Records from a collection
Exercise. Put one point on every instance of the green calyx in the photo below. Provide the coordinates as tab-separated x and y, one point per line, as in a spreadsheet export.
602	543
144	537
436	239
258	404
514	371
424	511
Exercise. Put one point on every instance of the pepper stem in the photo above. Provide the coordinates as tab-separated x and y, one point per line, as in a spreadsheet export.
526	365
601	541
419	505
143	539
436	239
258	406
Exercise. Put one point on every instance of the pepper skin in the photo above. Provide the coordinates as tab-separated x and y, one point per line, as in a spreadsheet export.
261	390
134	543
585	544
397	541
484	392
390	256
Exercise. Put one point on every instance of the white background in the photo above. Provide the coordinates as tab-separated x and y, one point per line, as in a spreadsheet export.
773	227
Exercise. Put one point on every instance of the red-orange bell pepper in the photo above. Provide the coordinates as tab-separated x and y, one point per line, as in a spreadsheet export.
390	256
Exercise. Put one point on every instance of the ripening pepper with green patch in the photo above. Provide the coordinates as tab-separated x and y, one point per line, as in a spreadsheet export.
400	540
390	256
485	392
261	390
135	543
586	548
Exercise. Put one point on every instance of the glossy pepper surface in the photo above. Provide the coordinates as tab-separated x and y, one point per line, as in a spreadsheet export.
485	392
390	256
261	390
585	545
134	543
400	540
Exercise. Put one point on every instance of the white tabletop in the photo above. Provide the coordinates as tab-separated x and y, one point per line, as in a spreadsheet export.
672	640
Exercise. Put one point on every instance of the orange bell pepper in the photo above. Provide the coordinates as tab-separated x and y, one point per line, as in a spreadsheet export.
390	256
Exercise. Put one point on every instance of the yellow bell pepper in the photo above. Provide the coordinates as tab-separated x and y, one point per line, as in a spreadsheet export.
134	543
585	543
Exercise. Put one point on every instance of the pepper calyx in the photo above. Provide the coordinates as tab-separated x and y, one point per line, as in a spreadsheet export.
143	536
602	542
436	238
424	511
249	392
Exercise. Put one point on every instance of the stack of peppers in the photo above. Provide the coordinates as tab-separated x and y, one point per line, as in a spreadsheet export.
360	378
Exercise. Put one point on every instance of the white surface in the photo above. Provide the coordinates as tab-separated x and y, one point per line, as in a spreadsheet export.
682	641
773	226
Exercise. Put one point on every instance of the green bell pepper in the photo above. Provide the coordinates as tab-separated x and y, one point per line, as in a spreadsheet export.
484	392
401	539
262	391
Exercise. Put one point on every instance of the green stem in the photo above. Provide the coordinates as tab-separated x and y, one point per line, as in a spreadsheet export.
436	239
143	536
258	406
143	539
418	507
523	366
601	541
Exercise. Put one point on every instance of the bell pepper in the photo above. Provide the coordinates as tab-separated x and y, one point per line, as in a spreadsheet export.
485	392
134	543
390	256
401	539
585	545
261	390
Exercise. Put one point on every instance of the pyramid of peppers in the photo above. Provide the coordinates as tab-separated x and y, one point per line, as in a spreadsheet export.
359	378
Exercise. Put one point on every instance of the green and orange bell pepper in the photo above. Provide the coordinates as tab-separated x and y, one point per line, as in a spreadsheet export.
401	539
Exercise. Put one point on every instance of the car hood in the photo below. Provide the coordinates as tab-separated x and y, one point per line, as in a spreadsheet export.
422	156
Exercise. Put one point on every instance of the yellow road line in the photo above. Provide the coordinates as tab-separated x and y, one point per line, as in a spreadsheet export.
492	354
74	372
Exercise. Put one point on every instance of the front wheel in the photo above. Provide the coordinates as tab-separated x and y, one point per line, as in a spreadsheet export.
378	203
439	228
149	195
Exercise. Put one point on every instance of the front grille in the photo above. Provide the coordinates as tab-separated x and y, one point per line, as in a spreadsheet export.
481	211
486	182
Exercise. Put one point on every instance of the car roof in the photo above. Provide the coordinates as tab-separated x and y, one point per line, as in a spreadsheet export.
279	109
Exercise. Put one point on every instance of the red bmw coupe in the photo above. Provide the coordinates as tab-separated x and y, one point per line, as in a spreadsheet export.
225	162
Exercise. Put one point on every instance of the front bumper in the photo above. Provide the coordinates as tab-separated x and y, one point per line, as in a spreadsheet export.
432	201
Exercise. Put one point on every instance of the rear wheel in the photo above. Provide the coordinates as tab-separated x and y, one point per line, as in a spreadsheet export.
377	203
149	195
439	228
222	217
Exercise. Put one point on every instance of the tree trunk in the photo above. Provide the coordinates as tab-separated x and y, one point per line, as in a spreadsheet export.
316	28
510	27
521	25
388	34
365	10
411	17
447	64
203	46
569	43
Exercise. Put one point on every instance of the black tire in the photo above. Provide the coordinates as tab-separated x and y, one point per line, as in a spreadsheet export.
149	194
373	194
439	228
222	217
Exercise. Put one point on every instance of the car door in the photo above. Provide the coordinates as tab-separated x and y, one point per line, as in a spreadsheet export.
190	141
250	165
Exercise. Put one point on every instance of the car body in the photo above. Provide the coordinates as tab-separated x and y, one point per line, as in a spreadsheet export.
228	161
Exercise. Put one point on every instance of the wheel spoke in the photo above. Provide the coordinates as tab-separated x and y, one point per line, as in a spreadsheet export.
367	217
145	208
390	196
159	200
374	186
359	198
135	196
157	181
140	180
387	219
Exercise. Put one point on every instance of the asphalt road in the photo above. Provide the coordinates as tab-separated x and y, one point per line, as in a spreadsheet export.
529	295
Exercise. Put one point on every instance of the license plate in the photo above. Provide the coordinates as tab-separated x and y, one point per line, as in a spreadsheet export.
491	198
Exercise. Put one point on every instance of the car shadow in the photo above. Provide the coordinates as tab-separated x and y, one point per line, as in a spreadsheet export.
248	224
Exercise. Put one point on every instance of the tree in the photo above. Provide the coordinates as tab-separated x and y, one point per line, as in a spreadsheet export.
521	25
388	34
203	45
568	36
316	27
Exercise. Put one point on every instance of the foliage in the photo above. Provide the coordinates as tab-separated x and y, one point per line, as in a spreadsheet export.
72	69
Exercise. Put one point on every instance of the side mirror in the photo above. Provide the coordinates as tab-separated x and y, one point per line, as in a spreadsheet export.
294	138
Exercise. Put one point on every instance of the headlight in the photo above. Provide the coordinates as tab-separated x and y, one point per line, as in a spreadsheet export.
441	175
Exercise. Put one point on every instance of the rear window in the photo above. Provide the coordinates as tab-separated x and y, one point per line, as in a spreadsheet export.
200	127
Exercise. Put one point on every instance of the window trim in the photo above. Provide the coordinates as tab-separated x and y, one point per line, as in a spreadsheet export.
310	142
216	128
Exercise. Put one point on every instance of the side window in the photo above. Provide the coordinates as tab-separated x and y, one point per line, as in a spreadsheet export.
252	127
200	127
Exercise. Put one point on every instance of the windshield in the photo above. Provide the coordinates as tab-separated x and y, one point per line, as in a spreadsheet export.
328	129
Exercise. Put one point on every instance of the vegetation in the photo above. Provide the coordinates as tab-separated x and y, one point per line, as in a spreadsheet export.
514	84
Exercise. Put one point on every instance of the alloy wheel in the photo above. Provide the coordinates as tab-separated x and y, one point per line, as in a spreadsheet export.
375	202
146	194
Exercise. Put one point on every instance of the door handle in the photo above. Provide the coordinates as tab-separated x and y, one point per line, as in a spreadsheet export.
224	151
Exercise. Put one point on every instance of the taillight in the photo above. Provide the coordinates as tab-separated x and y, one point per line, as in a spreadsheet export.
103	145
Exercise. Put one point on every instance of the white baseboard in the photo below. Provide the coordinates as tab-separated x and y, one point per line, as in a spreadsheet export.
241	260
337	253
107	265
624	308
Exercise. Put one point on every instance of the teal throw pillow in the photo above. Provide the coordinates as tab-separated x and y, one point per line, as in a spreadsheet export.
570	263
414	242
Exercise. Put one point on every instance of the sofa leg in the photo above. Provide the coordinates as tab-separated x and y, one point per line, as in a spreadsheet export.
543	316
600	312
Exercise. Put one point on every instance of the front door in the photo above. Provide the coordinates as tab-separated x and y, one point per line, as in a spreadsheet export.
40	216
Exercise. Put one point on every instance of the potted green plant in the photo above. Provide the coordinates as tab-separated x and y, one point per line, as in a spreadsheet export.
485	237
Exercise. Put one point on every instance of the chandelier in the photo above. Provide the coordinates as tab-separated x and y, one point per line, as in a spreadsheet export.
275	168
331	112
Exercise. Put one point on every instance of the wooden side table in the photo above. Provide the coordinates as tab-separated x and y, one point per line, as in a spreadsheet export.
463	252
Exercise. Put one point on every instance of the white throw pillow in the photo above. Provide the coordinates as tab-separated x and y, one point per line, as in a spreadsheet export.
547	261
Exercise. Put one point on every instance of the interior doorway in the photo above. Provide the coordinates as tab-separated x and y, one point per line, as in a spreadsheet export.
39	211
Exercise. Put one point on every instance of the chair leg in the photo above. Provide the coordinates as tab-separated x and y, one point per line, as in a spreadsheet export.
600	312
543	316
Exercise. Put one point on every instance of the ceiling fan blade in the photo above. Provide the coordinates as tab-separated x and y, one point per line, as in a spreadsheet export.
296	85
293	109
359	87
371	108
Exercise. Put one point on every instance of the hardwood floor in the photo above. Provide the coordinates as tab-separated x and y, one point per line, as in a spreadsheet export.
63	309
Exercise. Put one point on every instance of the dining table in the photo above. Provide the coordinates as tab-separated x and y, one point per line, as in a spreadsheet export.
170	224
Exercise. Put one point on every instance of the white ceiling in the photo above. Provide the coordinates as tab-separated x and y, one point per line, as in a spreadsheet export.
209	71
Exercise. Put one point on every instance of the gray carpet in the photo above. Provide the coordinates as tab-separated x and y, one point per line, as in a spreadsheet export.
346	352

The exercise:
Starting at the line that contains "Exercise. Put one point on every instance of the chandelier", retype each line through the end of the listing above and nothing else.

Problem solution:
Exercise. Put one point on every instance of the chandelier in the photo above. Provide the coordinates as tab-separated x and y, one point per line, as in a spreadsheet export.
275	168
331	112
Exercise. Put one point on every instance of the wooden side table in the photo above. Provide the coordinates as tab-separated x and y, one point per line, as in a spreadsheet export.
463	252
Exercise. Put one point on every instance of the white throw pillow in the photo above. Provide the coordinates as tab-separated x and y, one point per line, as in a spreadsheet export.
547	261
Exercise. Put one point on every instance of the interior doorway in the photo above. Provide the coordinates as tab-separated x and y, one point per line, as in a spreadsheet export.
39	211
Exercise. Put one point on every instance of the chair leg in the photo above. Provide the coordinates as tab-separated x and y, one point per line, as in a spreadsheet export.
600	312
543	316
Exercise. Put one point on every instance of the ceiling fan blade in the photo above. Provide the coordinates as tab-separated x and y, one point per line, as in a spreadsheet export.
296	85
293	109
359	87
371	108
Exercise. Put one point on every instance of the hardwood floor in the photo above. Provide the coordinates as tab-separated x and y, one point per line, as in a spreadsheet export.
63	309
Exercise. Put one point on every instance of the dining table in the photo above. Provide the coordinates as tab-separated x and y, one point per line, as in a spreadsheet export.
170	224
Exercise. Put one point on every instance of the white ceiling in the photo above. Provide the coordinates as tab-separated x and y, one point per line, as in a spreadsheet export.
209	71
Exercise. Put one point on every instance of the gray carpet in the photo above. Provide the coordinates as tab-separated x and y, one point per line, as in a spreadsheet export.
346	352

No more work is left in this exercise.